_Excerpted passage:_
►
Movie Review: ‘Guardians of the Galaxy Vol. 2’ Is a Worthy Sequel

Image Credit: Marvel Entertainment

Warning: this review contains spoilers.

When Marvel released Guardians of the Galaxy in 2014, it took everyone by surprise. A superhero movie in space featuring some of Marvel’s lesser known characters, including a talking tree and a raccoon, became a runaway hit with audiences. Because of that, Guardians of the Galaxy Vol. 2 had a lot to live up to, and it mostly delivered. While it was obvious that Vol. 2 tried to copy the formula that made the original film so successful, the jokes still worked and the new characters were a welcome addition. Though it didn’t feel as fresh as the original, it was definitely an enjoyable and worthy sequel.

The humor, arguably the best part of the original film, is definitely still present in the sequel. Drax, once again played expertly by Dave Bautista, leads the way with his quips and deadpan style, and serves as much needed comic relief in many scenes in the movie. Rocket Raccoon and Baby Groot, who is absolutely adorable and often steals the show, also have the same humor and banter that made them such an enjoyable pair in the first film. New character Mantis is very naive and doesn’t always understand social cues, much like Drax in the original, leading to some humorous situations. Cameos from Stan Lee, David Hasselhoff, and Howard the Duck also gave everyone in the theater a good laugh, as did Peter Quill receiving a Zune after his Walkman was destroyed. And though the Guardians have all come together as a team, their bickering and misunderstandings are still prevalent and work just as well for comic relief as they did in the first film. While some of the jokes and style seem like they were directly trying to emulate the original Guardians of the Galaxy, they’re still funny and never fall completely flat.
◄
_Exercises:_
a - Duplicate, word for word, the portion of the movie review that opens with the words containing "Image Credit: Marvel" and closes with "and worthy sequel.".
b - According to the movie review, what does Peter Quill receive after his Walkman is destroyed?

_Records shown:_
►
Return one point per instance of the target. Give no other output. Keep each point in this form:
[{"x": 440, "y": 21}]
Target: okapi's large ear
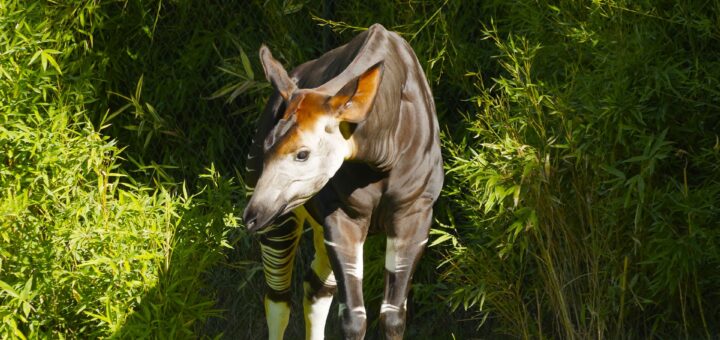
[
  {"x": 276, "y": 74},
  {"x": 354, "y": 101}
]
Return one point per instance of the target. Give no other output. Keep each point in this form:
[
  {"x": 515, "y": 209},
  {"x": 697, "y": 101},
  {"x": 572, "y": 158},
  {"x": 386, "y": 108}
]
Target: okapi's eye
[{"x": 302, "y": 155}]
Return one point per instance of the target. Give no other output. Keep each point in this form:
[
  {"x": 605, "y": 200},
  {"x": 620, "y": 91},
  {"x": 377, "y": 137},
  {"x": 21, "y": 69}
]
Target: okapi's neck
[{"x": 374, "y": 139}]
◄
_Results for the exercise:_
a -
Image Credit: Marvel Entertainment

Warning: this review contains spoilers.

When Marvel released Guardians of the Galaxy in 2014, it took everyone by surprise. A superhero movie in space featuring some of Marvel’s lesser known characters, including a talking tree and a raccoon, became a runaway hit with audiences. Because of that, Guardians of the Galaxy Vol. 2 had a lot to live up to, and it mostly delivered. While it was obvious that Vol. 2 tried to copy the formula that made the original film so successful, the jokes still worked and the new characters were a welcome addition. Though it didn’t feel as fresh as the original, it was definitely an enjoyable and worthy sequel.

b - A Zune.